■ AIM OF THE EXERCISE ■
Copy word for word the part of the oil change instructions below that runs from "Be amazed as" down to "the road/garage floor/cat.".

[start PAGE TEXT]

Be amazed as the black syrup runs out of the engine and into your container. Be more amazed how, if it's windy, those last dregs just won't hit the container no matter where you put it. They will however go all over the road/garage floor/cat.

Remove the old crush washer from the sump plug and throw it away. Replace it with a new one. Use some of the oil from the drain container on the end of a rag to wipe around the drain hole in the sump. This will help clean any mess away and leave you with a smooth surface. Screw the sump plug back in by hand until it's finger tight and then use your wrench to crush the washer. This can vary from a quarter turn to a half turn. Don't overdo it or you'll strip the threads. Similarly, don't leave it too loose or it will fall out. If in doubt, use a torque wrench set to the value indicated in your shop manual.

Now get your oil filter remover out. Push the oil drain container under the oil filter - when you spin it off, there will be a lot of oil comes out. Use the filter remover to grip the oil filter and spin it off anticlockwise. 99.9% of oil filters take some muscle to get going. This is why a filter remover is a must-have. Stabbing the filter with a screwdriver and using brute force may work, but you'll be finding oil all over yourself for weeks to come if you use that method. Once the filter is finger-loose, spin it off by hand. (these things below are filter removers)

Clean off the face of the oil filter mount on the side of the engine block using a rag. Use a little oil on a rag to wipe around the seal of the new filter and spin it on by hand. Once it's locked against the side of the engine block, another quarter-turn by hand is normally enough to secure it in place.

Pull the drain container out from under the car and use a rag to wipe down any excess oil that has spilled down the side of the engine block. Pay attention around the sump plug and the filter. These are places you'll be checking later for leaks so the cleaner they are now, the better.

Use a little WD40 on the oil container and an old rag to clean the remaining oil down into the container. Put the plug back in and make sure it fits snug. That's your waste oil. Don't drink it.

[end PAGE TEXT]
[start DATA SHOWN]

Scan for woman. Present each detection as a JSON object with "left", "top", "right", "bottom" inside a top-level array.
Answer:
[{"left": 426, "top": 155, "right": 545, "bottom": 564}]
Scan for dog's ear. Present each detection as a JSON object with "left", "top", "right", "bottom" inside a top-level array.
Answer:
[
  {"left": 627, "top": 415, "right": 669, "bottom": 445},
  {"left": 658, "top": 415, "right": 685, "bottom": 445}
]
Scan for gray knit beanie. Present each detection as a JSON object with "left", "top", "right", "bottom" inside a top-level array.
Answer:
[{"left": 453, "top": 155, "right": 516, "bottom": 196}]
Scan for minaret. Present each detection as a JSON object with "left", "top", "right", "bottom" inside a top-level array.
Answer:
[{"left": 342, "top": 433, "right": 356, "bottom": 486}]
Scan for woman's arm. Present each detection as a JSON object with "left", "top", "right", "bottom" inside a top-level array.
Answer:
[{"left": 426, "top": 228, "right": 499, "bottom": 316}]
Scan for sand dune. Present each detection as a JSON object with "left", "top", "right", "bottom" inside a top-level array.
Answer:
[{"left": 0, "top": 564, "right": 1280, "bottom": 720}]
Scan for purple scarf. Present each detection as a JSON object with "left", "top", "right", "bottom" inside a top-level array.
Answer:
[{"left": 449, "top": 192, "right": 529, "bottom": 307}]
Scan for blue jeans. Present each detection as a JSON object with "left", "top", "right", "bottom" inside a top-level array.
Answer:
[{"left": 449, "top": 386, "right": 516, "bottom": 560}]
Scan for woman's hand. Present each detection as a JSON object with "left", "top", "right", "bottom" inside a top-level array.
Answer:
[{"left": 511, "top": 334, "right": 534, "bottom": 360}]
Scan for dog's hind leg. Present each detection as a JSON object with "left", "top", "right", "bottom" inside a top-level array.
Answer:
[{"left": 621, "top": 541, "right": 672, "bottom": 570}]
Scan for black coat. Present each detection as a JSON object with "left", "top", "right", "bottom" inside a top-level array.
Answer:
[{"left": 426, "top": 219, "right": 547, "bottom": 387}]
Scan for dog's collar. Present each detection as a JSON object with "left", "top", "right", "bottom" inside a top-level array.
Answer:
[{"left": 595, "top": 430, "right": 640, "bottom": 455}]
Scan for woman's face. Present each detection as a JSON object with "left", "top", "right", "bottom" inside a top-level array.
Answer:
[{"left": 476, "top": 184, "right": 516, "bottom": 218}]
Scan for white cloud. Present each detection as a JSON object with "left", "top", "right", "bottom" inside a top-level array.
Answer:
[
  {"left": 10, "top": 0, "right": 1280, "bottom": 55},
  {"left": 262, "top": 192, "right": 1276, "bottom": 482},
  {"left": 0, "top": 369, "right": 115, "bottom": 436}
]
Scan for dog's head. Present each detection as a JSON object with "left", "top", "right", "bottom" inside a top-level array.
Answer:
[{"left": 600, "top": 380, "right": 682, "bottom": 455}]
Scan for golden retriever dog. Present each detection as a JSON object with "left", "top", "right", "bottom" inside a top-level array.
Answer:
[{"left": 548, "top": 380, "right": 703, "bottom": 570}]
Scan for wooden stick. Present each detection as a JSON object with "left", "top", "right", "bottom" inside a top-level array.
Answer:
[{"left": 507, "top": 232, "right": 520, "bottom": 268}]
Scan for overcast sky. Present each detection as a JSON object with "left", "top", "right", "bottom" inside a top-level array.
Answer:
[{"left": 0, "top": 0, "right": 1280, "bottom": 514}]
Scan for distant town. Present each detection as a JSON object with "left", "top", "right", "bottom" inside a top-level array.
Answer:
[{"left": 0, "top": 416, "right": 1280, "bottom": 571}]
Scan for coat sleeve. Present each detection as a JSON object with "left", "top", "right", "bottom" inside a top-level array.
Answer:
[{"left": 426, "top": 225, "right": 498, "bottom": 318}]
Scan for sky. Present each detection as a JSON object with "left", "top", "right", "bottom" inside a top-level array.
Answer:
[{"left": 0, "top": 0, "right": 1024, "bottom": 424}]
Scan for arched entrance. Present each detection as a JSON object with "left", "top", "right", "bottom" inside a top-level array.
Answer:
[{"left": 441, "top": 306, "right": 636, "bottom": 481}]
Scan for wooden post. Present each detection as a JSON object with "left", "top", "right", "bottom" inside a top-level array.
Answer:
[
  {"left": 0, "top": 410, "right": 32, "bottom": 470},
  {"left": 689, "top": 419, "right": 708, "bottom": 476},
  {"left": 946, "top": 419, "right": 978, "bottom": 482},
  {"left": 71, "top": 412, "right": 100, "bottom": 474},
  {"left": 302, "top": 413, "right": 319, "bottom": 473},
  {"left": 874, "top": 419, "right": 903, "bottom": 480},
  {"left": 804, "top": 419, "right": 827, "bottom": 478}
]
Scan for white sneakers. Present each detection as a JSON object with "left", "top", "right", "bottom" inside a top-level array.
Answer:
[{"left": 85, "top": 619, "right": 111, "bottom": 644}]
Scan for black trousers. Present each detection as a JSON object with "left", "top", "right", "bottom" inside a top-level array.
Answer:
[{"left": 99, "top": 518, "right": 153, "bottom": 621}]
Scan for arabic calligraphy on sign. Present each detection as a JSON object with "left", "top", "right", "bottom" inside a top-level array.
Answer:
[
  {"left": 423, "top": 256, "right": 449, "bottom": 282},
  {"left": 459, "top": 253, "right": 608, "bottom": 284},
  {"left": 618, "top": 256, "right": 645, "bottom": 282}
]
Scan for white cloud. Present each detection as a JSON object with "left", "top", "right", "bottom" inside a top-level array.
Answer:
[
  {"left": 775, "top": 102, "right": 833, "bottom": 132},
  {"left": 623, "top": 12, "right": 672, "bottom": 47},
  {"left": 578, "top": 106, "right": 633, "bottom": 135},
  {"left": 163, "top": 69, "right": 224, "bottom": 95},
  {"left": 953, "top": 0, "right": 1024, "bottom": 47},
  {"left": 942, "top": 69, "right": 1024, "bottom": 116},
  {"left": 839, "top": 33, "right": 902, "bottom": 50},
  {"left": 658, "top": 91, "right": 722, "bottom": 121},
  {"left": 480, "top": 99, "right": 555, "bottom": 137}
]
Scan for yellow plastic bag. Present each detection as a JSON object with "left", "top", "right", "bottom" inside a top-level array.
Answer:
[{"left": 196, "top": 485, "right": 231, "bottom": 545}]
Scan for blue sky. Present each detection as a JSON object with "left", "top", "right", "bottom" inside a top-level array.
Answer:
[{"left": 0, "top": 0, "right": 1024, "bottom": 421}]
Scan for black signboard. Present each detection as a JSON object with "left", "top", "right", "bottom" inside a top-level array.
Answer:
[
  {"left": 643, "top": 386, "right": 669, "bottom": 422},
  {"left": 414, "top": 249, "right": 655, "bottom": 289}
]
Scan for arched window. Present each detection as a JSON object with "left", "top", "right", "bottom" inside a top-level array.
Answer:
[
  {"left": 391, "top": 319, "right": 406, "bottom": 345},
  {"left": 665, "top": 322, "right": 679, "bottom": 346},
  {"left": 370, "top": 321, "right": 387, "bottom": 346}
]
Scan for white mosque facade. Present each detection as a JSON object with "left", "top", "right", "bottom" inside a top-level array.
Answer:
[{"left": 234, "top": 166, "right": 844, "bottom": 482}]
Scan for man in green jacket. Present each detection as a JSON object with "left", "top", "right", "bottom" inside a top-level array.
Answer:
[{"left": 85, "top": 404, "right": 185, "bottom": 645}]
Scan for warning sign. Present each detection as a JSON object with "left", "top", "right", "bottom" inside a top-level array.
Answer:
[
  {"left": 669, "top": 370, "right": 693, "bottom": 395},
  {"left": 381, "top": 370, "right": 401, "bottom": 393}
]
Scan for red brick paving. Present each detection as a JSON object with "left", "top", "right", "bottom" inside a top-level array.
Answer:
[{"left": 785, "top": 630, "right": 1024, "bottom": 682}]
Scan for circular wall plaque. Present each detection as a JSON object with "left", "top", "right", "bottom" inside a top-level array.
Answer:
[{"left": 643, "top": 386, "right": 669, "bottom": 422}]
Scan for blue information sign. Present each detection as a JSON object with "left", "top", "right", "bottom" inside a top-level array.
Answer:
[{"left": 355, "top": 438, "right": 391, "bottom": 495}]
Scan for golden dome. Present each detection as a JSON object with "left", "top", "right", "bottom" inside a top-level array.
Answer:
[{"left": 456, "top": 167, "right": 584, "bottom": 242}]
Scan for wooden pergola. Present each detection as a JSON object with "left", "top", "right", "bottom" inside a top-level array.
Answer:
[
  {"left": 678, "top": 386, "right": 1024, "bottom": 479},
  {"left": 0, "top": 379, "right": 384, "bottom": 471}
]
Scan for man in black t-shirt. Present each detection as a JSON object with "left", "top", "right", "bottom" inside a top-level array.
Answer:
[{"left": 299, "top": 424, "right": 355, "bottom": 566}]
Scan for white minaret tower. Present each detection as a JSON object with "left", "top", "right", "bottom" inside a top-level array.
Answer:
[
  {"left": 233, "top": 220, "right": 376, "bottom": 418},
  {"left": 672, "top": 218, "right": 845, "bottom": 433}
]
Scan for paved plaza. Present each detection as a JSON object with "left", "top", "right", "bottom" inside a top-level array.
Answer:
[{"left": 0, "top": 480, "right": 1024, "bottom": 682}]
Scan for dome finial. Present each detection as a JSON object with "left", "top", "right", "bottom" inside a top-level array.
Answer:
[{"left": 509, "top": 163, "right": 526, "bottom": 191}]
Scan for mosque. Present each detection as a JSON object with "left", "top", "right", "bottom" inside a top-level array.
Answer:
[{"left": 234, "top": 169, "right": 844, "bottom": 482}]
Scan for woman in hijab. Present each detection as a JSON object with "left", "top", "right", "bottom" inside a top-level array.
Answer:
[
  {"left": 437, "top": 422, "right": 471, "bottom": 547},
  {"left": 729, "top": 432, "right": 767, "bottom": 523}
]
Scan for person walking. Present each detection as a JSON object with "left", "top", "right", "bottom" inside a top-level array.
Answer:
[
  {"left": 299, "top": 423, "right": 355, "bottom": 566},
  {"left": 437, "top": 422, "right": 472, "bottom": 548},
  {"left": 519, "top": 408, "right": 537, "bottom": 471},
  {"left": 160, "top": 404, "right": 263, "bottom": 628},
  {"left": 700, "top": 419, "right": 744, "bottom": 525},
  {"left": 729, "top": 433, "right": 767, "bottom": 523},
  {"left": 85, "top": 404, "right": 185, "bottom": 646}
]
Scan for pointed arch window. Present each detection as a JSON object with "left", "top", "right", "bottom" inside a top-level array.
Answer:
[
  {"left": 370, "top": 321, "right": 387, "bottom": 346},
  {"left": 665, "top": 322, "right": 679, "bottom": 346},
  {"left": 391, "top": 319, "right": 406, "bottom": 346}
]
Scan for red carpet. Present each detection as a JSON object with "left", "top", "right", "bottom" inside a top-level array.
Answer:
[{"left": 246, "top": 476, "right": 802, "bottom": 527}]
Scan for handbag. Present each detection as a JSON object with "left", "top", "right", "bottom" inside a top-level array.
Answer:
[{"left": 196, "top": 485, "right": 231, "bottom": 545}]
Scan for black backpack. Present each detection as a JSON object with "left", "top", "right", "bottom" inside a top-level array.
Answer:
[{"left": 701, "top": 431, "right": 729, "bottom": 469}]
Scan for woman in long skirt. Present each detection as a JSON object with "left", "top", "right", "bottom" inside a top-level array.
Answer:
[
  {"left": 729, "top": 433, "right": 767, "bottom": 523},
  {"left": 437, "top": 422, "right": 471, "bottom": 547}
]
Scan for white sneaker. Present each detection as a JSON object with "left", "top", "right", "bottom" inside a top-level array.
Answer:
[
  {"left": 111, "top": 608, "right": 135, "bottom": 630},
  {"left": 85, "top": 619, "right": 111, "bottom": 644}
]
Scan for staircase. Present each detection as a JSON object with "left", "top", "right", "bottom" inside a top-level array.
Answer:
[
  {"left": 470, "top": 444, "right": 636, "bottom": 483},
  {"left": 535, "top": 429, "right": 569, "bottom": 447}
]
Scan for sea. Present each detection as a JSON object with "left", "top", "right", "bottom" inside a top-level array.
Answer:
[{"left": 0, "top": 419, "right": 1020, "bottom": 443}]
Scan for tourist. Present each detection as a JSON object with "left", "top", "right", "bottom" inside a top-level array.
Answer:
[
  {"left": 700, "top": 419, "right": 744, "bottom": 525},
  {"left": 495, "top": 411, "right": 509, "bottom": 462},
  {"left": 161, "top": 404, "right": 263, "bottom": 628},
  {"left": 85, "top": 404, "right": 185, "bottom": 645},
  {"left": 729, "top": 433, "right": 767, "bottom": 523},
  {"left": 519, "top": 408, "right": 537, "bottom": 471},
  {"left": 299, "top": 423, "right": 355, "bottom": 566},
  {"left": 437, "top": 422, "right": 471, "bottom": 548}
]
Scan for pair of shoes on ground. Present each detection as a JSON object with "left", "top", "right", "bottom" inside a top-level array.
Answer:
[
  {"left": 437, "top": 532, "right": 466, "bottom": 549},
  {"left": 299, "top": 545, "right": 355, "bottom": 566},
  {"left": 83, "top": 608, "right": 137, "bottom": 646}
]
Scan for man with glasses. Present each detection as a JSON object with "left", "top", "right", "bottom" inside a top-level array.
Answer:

[end DATA SHOWN]

■ OUTPUT ■
Be amazed as the black syrup runs out of the engine and into your container. Be more amazed how, if it's windy, those last dregs just won't hit the container no matter where you put it. They will however go all over the road/garage floor/cat.